▶ **Task requirements**: Transcribe the listing below in full, keeping every line exactly as it is.

▶ **Records to process**:
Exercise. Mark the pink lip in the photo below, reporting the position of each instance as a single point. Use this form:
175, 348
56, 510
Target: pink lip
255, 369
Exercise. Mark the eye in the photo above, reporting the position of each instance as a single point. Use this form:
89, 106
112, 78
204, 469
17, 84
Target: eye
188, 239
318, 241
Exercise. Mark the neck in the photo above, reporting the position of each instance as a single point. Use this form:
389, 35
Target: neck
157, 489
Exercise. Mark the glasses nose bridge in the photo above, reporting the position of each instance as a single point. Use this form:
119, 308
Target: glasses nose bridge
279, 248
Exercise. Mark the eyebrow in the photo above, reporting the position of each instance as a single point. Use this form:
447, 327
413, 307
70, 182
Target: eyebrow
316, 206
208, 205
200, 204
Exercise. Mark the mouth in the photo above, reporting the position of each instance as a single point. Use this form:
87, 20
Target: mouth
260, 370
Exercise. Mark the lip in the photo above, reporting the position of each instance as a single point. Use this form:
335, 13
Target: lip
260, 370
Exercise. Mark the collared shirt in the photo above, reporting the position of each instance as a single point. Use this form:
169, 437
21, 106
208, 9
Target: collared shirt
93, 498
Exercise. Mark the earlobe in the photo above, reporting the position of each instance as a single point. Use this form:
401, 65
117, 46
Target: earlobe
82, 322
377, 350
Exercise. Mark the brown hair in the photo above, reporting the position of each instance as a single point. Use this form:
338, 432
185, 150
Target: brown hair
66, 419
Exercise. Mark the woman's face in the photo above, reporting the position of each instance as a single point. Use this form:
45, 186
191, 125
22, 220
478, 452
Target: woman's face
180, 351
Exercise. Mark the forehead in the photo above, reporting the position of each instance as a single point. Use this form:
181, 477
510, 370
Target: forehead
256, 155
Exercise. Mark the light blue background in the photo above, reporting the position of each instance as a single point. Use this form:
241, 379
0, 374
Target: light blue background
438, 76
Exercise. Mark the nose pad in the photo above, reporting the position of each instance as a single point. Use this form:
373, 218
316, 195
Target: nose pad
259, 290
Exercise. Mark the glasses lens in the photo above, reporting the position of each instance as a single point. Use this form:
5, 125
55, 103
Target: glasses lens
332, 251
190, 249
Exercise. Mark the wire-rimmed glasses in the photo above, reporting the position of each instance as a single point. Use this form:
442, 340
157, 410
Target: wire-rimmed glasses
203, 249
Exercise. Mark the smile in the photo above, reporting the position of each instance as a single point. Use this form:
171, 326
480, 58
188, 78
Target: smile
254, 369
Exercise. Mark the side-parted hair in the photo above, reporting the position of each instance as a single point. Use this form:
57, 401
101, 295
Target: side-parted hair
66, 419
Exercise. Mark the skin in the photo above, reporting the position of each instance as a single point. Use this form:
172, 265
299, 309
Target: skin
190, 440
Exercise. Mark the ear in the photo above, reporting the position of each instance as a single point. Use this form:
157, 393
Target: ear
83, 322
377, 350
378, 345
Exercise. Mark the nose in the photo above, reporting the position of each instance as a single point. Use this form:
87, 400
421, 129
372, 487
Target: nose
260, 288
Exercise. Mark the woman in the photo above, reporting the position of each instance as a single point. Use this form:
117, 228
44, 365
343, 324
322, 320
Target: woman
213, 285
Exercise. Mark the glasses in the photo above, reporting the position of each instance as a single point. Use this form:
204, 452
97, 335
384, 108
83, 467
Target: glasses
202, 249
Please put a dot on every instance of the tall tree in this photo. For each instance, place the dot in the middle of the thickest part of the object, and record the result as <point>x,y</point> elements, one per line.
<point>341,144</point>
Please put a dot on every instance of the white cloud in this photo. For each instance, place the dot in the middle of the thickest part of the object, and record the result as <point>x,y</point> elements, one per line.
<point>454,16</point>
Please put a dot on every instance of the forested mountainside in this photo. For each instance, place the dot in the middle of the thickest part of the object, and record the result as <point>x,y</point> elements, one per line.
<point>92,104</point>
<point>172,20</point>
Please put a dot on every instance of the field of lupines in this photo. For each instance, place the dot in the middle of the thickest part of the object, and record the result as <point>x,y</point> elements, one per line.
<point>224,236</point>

▶ **Result**:
Exercise. Mark the pink lip in the photo below, reporting the position of each instance as a single point. Use this form:
175, 348
56, 510
Target: pink lip
255, 369
Exercise. Mark the eye in the photo above, reporting the position of each instance as a single point. Use this form:
89, 106
112, 78
204, 469
17, 84
Target: eye
188, 239
318, 241
Exercise. Mark the neck in the photo above, reporting the position of each instance as a single point. Use this form:
389, 35
Target: neck
157, 489
Exercise. Mark the glasses nose bridge in the photo above, reporting the position of each instance as a single point. Use this form:
119, 308
Target: glasses nose bridge
279, 248
Exercise. Mark the eyebrow in the photo above, reporting the position of each instance as a single point. Use this form:
447, 327
413, 307
70, 182
Target: eyebrow
316, 206
208, 205
200, 204
Exercise. Mark the mouth in the photo above, reporting the position of each instance as a single point. Use this form:
87, 20
Target: mouth
260, 370
Exercise. Mark the lip in the photo above, reporting the position of each instance as a single point. Use this form:
335, 13
Target: lip
260, 370
Exercise. Mark the collared shirt in the photo above, reporting the position of each instance as a single point. Use this form:
169, 437
21, 106
208, 9
Target: collared shirt
93, 498
Exercise. Mark the earlobe in the photo above, reporting the position of each instance as a single point. Use this form:
401, 65
117, 46
Target: earlobe
82, 322
377, 350
Exercise. Mark the brown hair in the photo above, reporting the position of each instance as a single point. Use this form:
338, 432
185, 150
Target: brown hair
66, 419
Exercise. Mark the woman's face in the photo above, reporting the position of each instance as a single point. Use this form:
45, 186
191, 125
22, 220
478, 452
Target: woman's face
180, 351
Exercise. Mark the forehead in the photo above, reporting the position of each instance as a single point. Use this form:
181, 477
510, 370
Target: forehead
256, 155
Exercise. Mark the light blue background in the photo above, reporting the position of each instance as a single point. Use this form:
241, 379
0, 374
Target: light blue background
438, 76
Exercise. Mark the nose pad in the photo above, reporting the position of each instance as a single point. Use this form:
373, 218
316, 195
Target: nose pad
259, 290
Exercise. Mark the glasses lens in the photo above, reporting the position of each instance as a single point. Use this form:
5, 125
55, 103
Target: glasses lens
332, 251
190, 249
Exercise. Mark the wire-rimmed glasses in the photo above, reporting the position of each instance as a single point. Use this form:
442, 340
157, 410
Target: wire-rimmed glasses
203, 249
Exercise. Mark the smile in the photo above, reporting the position of each instance as a single point. Use this form:
171, 326
480, 58
188, 78
Target: smile
254, 369
Exercise. Mark the side-parted hair in the photo above, reporting the position of each instance as a single point. Use this form:
57, 401
101, 295
Target: side-parted hair
66, 419
Exercise. Mark the skin in the photo above, reporting the position of each instance as a single point. Use this form:
172, 265
299, 309
Target: skin
190, 440
Exercise. Mark the ear in the photo above, reporting the position of each instance as a single point. Use this form:
157, 393
Target: ear
83, 322
377, 350
378, 345
Exercise. Mark the nose in the photo above, reporting the position of each instance as a single point. Use this form:
87, 400
421, 129
372, 487
Target: nose
260, 288
Exercise. Mark the woman in the photo above, reporting the position of each instance as a single point. Use this form:
117, 228
44, 365
343, 324
322, 320
Target: woman
213, 285
Exercise. Mark the glasses in the photo above, reporting the position of each instance as a single point. Use this form:
204, 452
97, 335
384, 108
83, 467
Target: glasses
202, 249
Please put a dot on every instance of the tall tree in this photo. For each instance, place the dot in the middle of the thickest part of the object, and record the result as <point>x,y</point> elements, one per line.
<point>341,144</point>
Please put a dot on every instance of the white cloud in this photo. For each instance, place the dot in the middle of the thickest part of the object, and record the result as <point>x,y</point> elements, one per line.
<point>454,16</point>
Please put a dot on every instance of the forested mountainside in this photo. For each instance, place the dot in the middle of the thickest part of the object, and record the result as <point>x,y</point> elements, one per line.
<point>92,104</point>
<point>172,20</point>
Please put a dot on every instance of the field of lupines in this photo. For each instance, place the dot in the middle of the thickest part of the object, and record the result as <point>x,y</point> elements, one per line.
<point>224,236</point>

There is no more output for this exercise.